Dataset entries
━━━

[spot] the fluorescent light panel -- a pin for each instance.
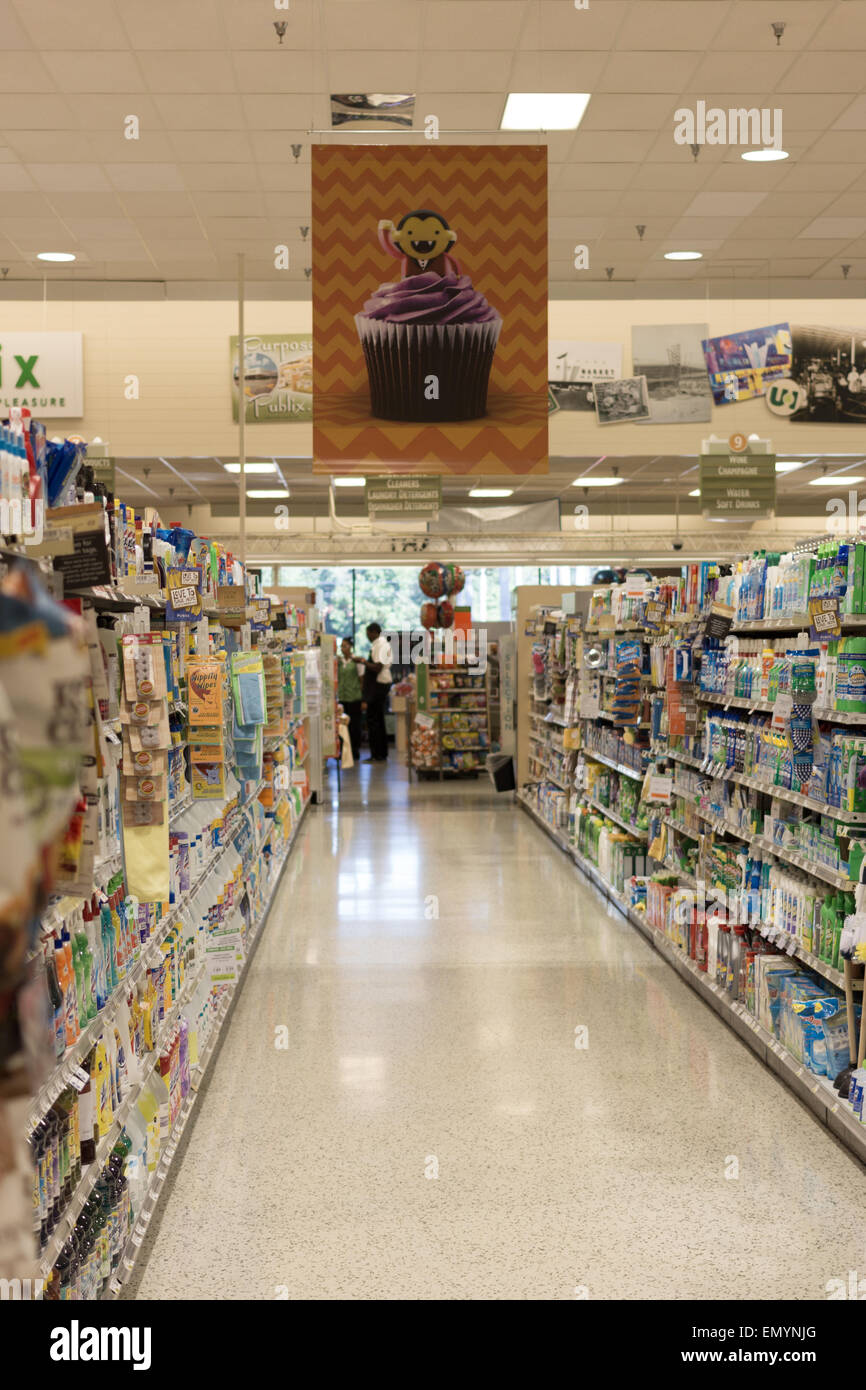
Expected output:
(763, 156)
(544, 110)
(250, 467)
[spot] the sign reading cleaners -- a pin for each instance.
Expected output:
(738, 484)
(402, 495)
(42, 371)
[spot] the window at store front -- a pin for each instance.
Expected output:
(350, 595)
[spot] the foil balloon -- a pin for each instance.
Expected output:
(456, 578)
(433, 580)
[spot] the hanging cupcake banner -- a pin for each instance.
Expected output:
(430, 309)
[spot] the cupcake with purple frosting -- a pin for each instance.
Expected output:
(428, 324)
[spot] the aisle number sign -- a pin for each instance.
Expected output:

━━━

[Your assignment] Output all the entries above verbatim, please. No images.

[Result of the task]
[spot] the fluorescent light panel -- a pin for each instance.
Expected output:
(763, 156)
(544, 110)
(250, 467)
[spot] the sign reading cleaners -- a pin for each instance.
Expected output:
(738, 484)
(402, 495)
(42, 371)
[spot] the window at store front -- a pin for each instance.
Expected output:
(350, 595)
[spot] the foil balloon -- a pin for each instance.
Expected output:
(456, 578)
(433, 580)
[spot] the hanging cupcake banner -- a pin for each instance.
Expected output:
(430, 309)
[spot] the cupcake with purple frosting -- a pin for each instance.
Expected output:
(428, 324)
[spot] the aisle number sign -- a pin for each instance.
Expected output:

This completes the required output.